Passage to read →
Miller followed his Olympic success with the mediocre season, but still managed to finish Top 3 in three occasions. He was third at the city event in Munich, second to Didier Cuche at Kitzbuehel's downhill and third in super-G at Hinterstoder. He started World Championships in Garmisch-Partenkirchen with typical Bode-like fashion at super-G race. He was leading the field despite losing a pole midway through the course, however he lost his balance coming out of a bend at the bottom, slowed down and stood up as he crossed the finish line on 12th position.[22]

Miller earned the 33rd World Cup win of his career with a downhill victory in Beaver Creek. He topped young Swiss sensation Beat Feuz with four hundredths of a second. He also managed to finish 2nd in super-G at Val Gardena, 3rd in a super-combined event in Wengen and 2nd in a downhill race in Chamonix, where he was one hundredth of a second behind Klaus Kroell.[23]

After undergoing a knee surgery in spring 2012, Miller decided not to rush his comeback to the slopes and announced in January 2013 that he would skip the entire season to ensure a completely healthy run for his fifth Olympics in 2014.[24]

Comeback for Bronze (2014)[edit]

At the beginning of his comeback season, Miller unexpectedly finished second at Beaver Creek's giant slalom, only behind fellow American Ted Ligety, which was his first podium in the discipline since 2007. Miller's hopes of winning his first downhill race at Kitzbühel came up short after he made a significant mistake in the middle section of the course to eventually finish third. Next day he ended up second only behind Didier Défago in super-G at the same mountain.

Miller began the Winter Olympics by winning two out of three training sessions before the downhill. However, as sunny conditions of the training days changed into a cloudy race day, he was not able to keep up the momentum and finished in eighth position.[25] He was then unable to defend his title from the previous Olympic Games as he finished sixth in the super combined event. On February 16, 2014, Miller became the oldest Olympic medalist in alpine skiing history, by winning a bronze medal in the super-G race.[26] He shared a third place podium with Jan Hudec of Canada. By collecting his sixth Olympic medal, Miller moved to the second position on the all-time list of Olympic male medalists in alpine skiing, only behind Kjetil André Aamodt who won eight medals. In his last race of the Olympics, Miller finished 20th in the giant slalom, won by U.S. teammate Ligety.

Your assignment →
Using the passage on Miller's skiing career, state who shared the third-place podium with Miller in the super-G race on February 16, 2014.

Record extracts →
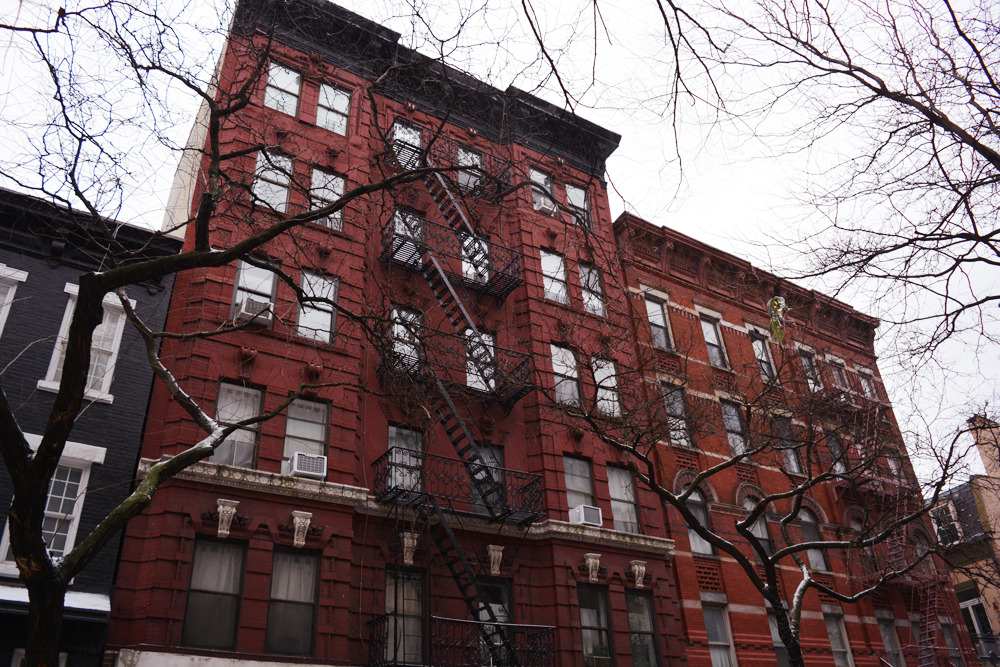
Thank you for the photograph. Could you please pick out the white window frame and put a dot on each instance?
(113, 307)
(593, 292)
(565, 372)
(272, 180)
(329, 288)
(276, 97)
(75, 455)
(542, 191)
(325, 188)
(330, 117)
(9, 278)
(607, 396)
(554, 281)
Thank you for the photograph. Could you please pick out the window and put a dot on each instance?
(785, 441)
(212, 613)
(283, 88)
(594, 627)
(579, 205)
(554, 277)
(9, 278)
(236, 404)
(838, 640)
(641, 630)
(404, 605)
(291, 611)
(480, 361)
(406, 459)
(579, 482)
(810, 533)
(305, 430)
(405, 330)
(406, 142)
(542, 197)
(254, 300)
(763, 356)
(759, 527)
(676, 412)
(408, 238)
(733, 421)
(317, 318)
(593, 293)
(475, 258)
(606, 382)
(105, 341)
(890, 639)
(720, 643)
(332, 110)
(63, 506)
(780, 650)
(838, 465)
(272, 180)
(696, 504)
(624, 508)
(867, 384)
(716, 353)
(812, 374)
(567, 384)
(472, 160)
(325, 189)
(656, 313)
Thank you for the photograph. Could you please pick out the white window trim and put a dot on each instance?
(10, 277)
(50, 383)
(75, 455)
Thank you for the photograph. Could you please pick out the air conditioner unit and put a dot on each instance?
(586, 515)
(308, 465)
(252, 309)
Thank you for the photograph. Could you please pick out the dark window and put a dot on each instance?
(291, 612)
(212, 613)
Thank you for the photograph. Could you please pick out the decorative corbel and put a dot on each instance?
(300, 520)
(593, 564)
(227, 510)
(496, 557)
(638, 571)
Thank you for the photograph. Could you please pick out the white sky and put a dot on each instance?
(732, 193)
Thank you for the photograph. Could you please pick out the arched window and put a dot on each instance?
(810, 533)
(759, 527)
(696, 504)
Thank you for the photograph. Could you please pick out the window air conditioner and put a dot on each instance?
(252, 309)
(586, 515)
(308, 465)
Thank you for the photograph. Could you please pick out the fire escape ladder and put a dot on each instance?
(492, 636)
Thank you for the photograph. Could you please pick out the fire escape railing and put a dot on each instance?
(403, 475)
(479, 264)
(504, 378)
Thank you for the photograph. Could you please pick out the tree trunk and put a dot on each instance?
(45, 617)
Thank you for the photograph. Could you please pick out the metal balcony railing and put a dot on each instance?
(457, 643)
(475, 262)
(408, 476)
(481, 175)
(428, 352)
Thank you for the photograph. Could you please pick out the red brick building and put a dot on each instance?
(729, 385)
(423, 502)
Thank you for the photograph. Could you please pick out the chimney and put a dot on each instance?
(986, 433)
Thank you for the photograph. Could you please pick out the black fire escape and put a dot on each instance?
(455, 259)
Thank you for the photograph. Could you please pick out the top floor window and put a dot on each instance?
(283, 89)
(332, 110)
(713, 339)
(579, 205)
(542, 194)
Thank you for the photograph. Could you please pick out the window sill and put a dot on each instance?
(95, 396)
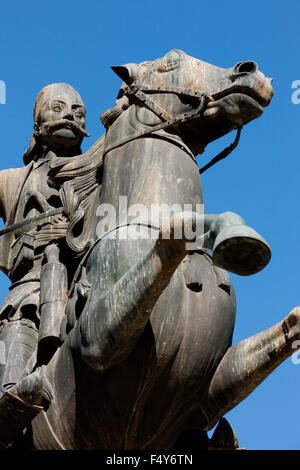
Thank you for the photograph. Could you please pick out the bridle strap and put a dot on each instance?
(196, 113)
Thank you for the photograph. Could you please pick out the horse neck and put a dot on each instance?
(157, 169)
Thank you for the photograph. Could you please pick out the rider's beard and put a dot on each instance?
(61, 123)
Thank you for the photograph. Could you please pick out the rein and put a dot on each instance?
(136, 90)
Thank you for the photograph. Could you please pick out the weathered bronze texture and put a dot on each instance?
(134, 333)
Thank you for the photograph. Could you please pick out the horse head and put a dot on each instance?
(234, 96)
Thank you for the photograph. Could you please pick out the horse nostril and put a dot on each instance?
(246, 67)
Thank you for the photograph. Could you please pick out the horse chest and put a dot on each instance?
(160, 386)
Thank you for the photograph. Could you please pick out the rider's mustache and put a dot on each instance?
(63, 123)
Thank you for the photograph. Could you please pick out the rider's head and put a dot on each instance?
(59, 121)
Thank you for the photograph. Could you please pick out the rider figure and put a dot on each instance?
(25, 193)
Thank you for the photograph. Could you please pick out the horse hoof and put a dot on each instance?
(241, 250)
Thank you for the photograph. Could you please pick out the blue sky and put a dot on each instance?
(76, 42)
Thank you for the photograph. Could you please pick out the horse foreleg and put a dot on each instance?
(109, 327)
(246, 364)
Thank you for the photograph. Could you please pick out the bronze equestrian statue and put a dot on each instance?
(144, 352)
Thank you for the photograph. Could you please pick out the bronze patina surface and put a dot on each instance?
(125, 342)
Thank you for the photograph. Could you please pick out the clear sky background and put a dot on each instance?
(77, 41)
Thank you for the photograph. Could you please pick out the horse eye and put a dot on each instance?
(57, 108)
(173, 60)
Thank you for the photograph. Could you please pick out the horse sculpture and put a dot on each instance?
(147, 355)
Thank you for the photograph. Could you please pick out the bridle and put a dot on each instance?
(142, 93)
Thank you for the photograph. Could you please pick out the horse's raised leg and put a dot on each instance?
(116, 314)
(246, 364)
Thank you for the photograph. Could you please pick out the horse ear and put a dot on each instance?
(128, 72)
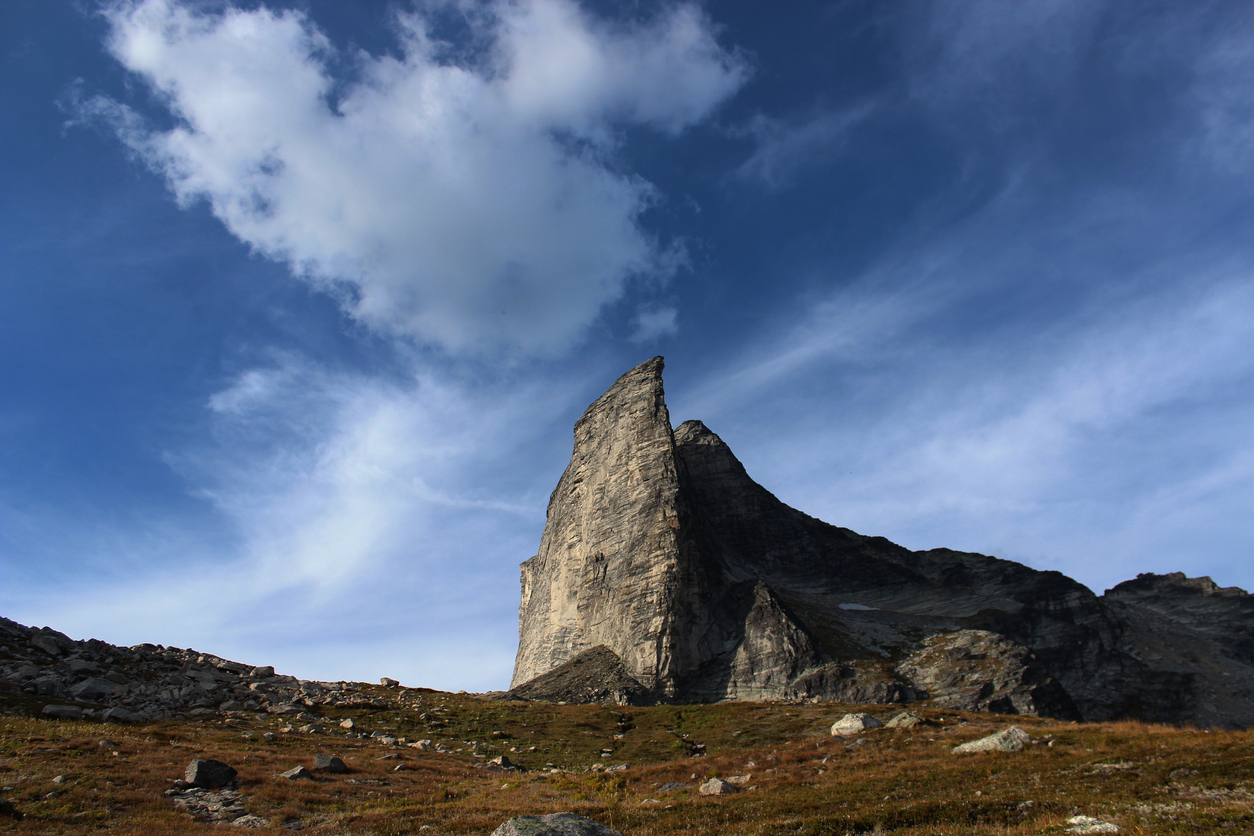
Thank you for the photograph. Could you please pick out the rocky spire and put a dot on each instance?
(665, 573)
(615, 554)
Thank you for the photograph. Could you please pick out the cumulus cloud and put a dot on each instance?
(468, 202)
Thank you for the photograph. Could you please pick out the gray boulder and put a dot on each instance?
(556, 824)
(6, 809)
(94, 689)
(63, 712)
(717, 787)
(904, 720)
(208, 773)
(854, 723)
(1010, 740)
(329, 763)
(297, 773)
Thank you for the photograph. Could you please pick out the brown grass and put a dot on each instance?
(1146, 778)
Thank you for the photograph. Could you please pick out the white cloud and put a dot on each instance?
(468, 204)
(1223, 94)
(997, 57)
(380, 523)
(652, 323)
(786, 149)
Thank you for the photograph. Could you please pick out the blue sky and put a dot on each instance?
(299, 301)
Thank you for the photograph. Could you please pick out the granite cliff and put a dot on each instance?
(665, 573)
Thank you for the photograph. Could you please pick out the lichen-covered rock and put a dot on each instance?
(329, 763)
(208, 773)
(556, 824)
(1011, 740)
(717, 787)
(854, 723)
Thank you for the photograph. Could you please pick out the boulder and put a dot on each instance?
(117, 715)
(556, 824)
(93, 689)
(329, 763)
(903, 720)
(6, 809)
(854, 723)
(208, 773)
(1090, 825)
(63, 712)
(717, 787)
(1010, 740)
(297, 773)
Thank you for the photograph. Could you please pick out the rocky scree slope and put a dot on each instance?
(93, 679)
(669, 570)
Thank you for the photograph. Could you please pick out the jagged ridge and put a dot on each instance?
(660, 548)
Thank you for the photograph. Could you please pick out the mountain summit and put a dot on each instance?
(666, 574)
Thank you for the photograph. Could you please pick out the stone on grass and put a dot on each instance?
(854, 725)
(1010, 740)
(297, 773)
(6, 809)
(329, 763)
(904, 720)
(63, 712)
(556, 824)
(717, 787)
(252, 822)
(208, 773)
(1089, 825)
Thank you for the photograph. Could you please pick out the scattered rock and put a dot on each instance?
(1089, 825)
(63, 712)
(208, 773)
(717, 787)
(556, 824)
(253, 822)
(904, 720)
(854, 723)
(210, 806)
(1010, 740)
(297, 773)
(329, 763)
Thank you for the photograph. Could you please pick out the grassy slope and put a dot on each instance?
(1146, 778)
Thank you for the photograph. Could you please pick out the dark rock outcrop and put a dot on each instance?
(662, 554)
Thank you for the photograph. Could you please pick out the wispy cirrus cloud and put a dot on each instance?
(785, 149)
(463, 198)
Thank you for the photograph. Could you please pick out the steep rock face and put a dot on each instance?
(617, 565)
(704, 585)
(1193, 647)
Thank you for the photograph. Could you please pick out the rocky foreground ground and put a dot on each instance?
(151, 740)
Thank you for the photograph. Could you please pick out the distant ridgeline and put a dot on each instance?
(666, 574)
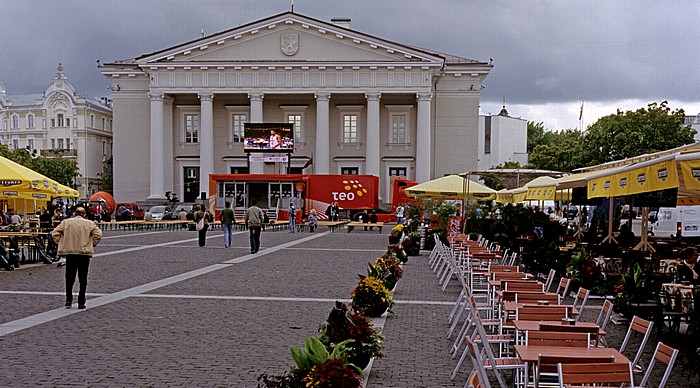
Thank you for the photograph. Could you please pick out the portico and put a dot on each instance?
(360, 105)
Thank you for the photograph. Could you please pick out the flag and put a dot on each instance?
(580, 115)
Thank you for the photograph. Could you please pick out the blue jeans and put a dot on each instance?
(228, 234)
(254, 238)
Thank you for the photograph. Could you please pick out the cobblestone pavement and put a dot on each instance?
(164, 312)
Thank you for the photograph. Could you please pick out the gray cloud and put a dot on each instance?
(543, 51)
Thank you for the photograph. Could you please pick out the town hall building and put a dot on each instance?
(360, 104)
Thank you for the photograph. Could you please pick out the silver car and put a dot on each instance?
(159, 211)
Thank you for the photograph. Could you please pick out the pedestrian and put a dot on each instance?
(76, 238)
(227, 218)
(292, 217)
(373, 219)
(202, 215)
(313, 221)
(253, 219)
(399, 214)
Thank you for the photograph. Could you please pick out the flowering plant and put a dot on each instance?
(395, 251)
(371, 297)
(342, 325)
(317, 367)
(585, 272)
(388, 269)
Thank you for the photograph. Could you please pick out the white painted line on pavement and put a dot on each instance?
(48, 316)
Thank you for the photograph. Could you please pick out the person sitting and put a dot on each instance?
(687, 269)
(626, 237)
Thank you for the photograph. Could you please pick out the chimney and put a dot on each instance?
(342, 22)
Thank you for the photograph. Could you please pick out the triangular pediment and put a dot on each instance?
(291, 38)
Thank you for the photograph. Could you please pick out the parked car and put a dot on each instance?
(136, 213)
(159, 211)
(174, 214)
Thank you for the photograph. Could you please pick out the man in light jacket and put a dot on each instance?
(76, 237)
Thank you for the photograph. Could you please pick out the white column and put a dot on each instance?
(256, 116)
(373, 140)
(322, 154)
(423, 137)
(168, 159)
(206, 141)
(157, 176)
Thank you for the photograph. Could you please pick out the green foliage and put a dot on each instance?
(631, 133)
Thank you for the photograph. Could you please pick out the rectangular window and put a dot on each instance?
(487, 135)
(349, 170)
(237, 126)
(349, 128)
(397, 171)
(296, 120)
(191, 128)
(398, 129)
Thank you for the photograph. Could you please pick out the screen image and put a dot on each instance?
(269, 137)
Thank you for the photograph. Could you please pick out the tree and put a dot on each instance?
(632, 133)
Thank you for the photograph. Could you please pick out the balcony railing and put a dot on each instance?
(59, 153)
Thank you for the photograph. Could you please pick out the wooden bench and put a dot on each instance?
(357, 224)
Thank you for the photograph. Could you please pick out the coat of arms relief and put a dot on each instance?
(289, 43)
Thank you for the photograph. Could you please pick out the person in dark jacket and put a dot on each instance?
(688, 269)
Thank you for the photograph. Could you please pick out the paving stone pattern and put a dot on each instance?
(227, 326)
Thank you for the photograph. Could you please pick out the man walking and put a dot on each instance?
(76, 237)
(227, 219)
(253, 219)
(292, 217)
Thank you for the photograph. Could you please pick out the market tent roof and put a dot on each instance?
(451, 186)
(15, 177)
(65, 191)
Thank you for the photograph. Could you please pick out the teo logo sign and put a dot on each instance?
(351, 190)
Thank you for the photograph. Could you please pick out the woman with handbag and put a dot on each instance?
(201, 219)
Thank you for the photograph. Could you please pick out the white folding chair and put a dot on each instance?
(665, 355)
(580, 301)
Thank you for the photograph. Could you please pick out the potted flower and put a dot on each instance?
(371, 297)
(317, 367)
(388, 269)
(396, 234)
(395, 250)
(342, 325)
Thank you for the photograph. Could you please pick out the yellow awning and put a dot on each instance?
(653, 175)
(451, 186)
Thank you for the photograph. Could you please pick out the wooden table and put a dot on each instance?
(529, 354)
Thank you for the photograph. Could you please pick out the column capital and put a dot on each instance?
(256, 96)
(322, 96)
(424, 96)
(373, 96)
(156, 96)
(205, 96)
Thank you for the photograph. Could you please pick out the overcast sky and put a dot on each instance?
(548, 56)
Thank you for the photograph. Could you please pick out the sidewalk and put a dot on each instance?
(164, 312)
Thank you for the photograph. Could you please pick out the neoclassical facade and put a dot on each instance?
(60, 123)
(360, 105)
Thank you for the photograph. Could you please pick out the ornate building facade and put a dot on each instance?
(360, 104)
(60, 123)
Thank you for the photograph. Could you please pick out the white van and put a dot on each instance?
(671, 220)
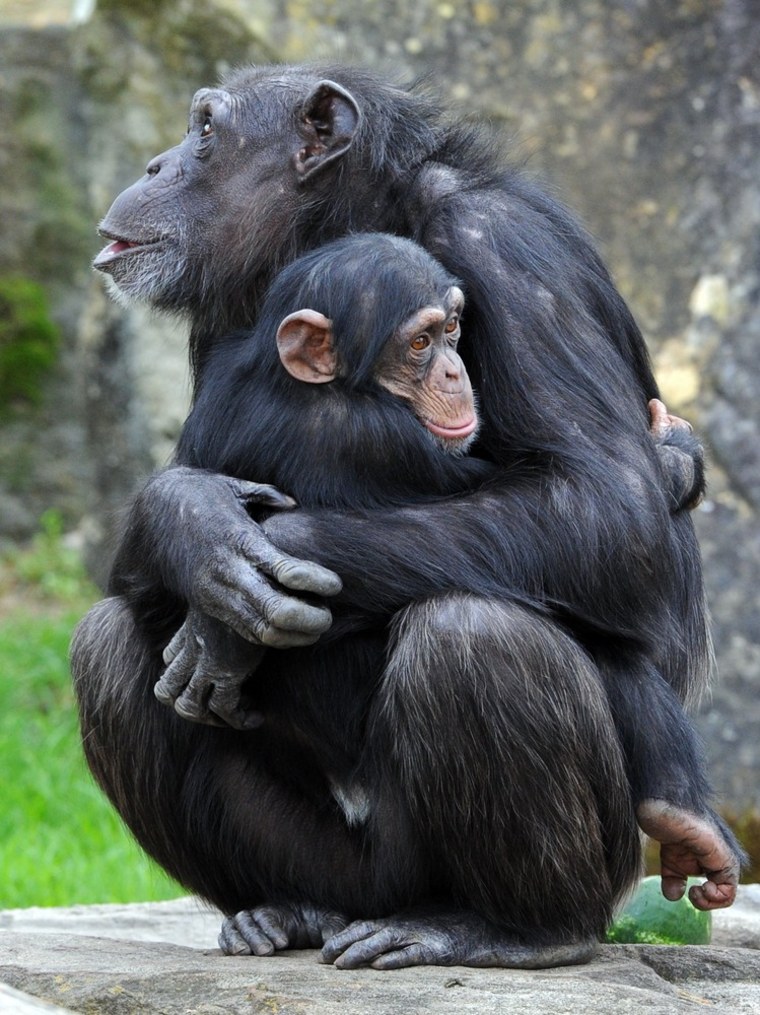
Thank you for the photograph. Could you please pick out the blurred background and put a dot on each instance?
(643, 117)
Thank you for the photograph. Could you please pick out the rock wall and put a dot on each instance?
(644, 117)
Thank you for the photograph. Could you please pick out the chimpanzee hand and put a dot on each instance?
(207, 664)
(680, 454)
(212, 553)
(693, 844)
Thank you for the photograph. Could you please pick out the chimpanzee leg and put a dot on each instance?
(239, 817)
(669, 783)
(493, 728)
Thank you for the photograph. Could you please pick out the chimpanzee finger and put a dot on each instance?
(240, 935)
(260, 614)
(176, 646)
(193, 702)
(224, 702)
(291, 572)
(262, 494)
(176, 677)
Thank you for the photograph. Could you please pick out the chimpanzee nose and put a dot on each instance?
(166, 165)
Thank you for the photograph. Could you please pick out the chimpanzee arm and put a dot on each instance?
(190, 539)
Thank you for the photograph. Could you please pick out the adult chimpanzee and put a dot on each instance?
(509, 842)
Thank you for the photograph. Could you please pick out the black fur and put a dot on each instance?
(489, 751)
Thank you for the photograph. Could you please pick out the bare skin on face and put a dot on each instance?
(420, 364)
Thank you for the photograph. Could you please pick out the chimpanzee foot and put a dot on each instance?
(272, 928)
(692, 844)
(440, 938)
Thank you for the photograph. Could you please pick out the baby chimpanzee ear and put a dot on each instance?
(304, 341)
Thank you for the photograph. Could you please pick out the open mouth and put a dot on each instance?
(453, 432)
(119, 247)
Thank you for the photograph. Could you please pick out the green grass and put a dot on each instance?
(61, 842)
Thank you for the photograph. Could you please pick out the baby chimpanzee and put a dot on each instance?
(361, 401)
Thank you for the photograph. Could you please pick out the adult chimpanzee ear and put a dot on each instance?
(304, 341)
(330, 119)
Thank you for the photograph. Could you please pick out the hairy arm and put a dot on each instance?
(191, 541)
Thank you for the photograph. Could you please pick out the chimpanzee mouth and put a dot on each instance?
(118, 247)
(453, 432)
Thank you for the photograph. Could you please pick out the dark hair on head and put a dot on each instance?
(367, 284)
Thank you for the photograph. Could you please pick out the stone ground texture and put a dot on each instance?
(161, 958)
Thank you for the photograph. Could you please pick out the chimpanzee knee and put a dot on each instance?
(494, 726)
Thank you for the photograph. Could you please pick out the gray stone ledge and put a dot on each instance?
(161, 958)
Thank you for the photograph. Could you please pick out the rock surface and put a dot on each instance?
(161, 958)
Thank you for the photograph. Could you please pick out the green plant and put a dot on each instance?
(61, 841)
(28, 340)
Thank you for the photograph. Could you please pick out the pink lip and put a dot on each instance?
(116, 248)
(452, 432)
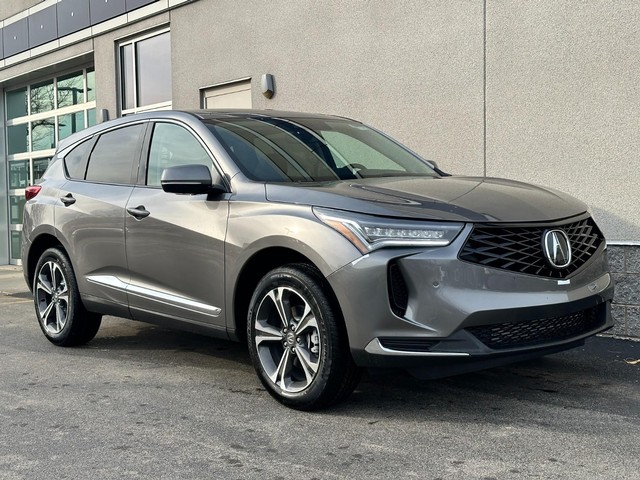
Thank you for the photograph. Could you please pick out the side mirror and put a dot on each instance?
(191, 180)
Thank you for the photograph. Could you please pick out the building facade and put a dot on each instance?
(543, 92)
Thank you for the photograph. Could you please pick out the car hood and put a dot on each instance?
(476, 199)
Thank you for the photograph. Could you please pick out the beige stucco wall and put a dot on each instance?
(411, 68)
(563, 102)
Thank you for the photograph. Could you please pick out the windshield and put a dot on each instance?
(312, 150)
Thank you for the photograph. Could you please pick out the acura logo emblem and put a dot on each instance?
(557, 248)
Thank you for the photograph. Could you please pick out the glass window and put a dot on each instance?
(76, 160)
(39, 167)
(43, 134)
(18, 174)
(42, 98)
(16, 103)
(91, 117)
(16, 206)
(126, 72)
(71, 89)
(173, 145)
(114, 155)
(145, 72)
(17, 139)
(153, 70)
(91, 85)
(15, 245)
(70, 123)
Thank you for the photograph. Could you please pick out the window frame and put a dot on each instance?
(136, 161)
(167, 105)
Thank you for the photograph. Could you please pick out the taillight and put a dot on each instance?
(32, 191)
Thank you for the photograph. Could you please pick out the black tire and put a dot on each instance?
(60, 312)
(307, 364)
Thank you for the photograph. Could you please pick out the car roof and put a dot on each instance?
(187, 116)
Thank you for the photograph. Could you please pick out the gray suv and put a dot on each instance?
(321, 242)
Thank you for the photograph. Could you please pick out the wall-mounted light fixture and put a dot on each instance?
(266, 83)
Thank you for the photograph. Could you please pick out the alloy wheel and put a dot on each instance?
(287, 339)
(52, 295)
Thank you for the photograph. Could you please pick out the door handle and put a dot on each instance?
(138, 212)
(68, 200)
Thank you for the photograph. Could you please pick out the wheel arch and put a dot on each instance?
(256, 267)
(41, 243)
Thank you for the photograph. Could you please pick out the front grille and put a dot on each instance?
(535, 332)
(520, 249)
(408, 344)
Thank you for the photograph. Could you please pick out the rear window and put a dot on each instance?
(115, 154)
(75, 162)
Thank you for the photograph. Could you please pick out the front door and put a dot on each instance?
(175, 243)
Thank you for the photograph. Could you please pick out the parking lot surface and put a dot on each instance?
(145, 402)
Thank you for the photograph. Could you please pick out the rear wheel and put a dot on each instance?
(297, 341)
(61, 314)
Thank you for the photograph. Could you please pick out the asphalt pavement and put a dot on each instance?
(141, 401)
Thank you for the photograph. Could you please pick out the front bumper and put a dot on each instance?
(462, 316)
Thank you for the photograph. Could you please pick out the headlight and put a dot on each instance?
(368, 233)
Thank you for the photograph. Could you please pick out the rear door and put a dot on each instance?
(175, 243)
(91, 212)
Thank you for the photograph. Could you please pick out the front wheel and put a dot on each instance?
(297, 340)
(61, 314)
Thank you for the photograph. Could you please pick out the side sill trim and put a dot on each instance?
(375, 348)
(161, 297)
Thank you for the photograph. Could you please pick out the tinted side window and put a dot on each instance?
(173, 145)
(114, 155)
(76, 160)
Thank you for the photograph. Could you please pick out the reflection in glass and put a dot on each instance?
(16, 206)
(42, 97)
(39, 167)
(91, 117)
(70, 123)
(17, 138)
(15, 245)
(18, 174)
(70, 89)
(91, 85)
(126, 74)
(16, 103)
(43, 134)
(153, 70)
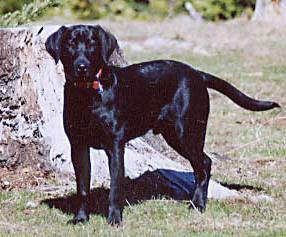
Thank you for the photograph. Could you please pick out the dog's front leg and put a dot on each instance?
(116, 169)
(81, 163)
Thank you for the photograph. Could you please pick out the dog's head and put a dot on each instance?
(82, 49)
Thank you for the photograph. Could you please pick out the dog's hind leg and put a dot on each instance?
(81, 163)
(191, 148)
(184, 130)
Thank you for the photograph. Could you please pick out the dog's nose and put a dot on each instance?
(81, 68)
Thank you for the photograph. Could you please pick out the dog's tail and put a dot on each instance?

Result of this exercise →
Jan Hudec of Canada.